**Source text**.
=-=-=-=-=

Version reviewed – PC
It’s funny how Echoes of Aetheria feels like two games sort of jammed into one.
The first involves an overworld map, with palaces and cities, trains rigged to explode (train, actually, I only came across one), forests and caves and other of the dungeon types that you’d expect from a fantasy RPG. In the overworld, you explore the map, talk to your companions, watch cutscenes, read through dialogue that varies from amusing to flat, attempt to make sense of the convoluted plot, and get into fights.
When fights start, is when the second game begins. While the game’s characters felt largely colourless, they’re much more clearly defined and interesting in combat. My personal favourite is a Barek Tor, who gets a free turn if you manage to sneak up on an enemy. I stealth him on the first turn and have him backstab someone on his second, effectively disemboweling pretty much anyone who finds themselves on the pointy end of that one-two attack.
Lucian is a fighter with more interesting attacks than I would expect from what is essentially a staple of all fantasy games. He can, for example, call down bolts of lightning to strike at clumped up enemies. The ranged character whose name I can’t remember can lob flasks of stuff into enemy ranks, reducing armour or their resistance to specific types of damage. The spellcaster – again, can’t remember her name – uses her own life force to cast spells and a personal favourite is one that deals a whopping amount of damage to a group of enemies at the expense of nearly half her life.
But although I thoroughly enjoyed combat, the fact that I don’t remember their names is a problem.
The story never once feels essential to the game itself, which is no small thing in an RPG. About four or so hours in, I had given up all hope of trying to understand the plot. The only thing I had understood by that point was in more or less every map, there is a master key, which will unlock enormous chests with useful stuff, or open doors behind which there are chests with useful stuff.
But I never could quite figure out who was fighting whom, why any of them were fighting at all, and what in the almighty name of heck was actually going on. Somewhere in there were a couple of empires (I think), fighting either each other or a rebellion (I’m not sure), and I’m still trying to figure out what exactly the cat people were rebelling against.

=-=-=-=-=

**Rows**.
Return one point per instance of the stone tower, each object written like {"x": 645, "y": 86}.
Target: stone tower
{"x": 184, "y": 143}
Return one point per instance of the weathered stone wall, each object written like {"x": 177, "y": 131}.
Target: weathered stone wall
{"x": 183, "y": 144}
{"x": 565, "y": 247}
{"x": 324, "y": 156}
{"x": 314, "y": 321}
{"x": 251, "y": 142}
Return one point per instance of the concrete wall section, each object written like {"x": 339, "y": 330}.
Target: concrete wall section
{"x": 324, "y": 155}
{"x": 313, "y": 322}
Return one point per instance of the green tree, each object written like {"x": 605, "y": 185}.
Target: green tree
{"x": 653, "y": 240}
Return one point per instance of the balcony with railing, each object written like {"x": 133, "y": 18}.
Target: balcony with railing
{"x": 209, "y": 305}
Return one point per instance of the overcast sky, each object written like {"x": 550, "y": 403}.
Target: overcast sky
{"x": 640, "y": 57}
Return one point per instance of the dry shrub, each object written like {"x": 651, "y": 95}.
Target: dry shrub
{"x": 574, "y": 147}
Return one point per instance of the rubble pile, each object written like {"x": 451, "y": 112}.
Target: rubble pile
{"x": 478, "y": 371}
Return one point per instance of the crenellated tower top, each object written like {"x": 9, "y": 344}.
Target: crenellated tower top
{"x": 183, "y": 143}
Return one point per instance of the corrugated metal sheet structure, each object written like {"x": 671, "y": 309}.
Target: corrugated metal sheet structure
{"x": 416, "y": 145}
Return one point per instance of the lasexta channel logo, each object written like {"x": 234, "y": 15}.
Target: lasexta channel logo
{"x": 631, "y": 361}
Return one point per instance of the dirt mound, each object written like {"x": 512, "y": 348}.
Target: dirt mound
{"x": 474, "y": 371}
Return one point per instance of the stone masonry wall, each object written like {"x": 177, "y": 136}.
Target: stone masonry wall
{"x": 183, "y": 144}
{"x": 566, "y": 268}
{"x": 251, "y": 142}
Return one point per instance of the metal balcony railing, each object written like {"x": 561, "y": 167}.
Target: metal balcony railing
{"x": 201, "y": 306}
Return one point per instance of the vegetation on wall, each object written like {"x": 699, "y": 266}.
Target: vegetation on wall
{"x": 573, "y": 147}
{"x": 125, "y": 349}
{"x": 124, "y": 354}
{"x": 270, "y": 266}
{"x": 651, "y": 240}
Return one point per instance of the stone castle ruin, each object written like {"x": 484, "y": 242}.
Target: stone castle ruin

=-=-=-=-=

**Task objective**. Can you rewrite everything in the game review from "When fights start, is" down to "that one-two attack.", putting "bland" where "colourless" stands?

**Output of the task**.
When fights start, is when the second game begins. While the game’s characters felt largely bland, they’re much more clearly defined and interesting in combat. My personal favourite is a Barek Tor, who gets a free turn if you manage to sneak up on an enemy. I stealth him on the first turn and have him backstab someone on his second, effectively disemboweling pretty much anyone who finds themselves on the pointy end of that one-two attack.